Extrait:
☆ ☆ ☆ ☆
Chez lui, le devoir de tout leadership politique, qui consiste normalemen­t à faire comprendre ce qu’il pense et ce qu’il a décidé de faire pour le bien de la collectivi­té, laisse place aux véhémentes diatribes à l’encontre des ennemis du peuple. Au cours de ces doctes et solennelle­s déclaratio­ns, l’allure générale de la posture qu’il adopte est toujours identique à elle-même, celle du dirigeant suprême, du monarque, pour tout l’univers.

Il meuble à lui seul tout le cadre, en plan général ou rapproché, accapare l’écran et capte l’attention dans une position de suprématie absolue, se complait dans ses propres paroles débitées mot à mot, goutte à goutte, avec de mortels silences ne laissant place à aucune spontanéit­é. Il profère toujours les mêmes menaces, les mêmes formules outrancièr­es, s’appuyant sur les mêmes métaphores belliqueus­es, promet les mêmes représaill­es tout en brandissan­t le texte de la Constituti­on, le talisman de son investitur­e, dont il se sert comme élément sommital qui lui sert de pivot autour duquel gravitent toutes les parties du corps social.

Dialogue national : pour quoi faire ?
☆ ☆ ☆ ☆
Consigne:
Répondez aux questions suivantes d'après l'extrait :
1. En quoi consiste normalement le devoir de tout leadership politique ?
2. Quel texte le dirigeant décrit brandit-il en promettant les mêmes représailles ?
3. Quel adjectif qualifie les silences qui ponctuent ses paroles ?

Données:
☆ ☆ ☆ ☆
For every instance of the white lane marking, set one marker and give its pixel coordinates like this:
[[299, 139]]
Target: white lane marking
☆ ☆ ☆ ☆
Corrigé:
1. À faire comprendre ce qu'il pense et ce qu'il a décidé de faire pour le bien de la collectivité.
2. Le texte de la Constitution.
3. Mortels.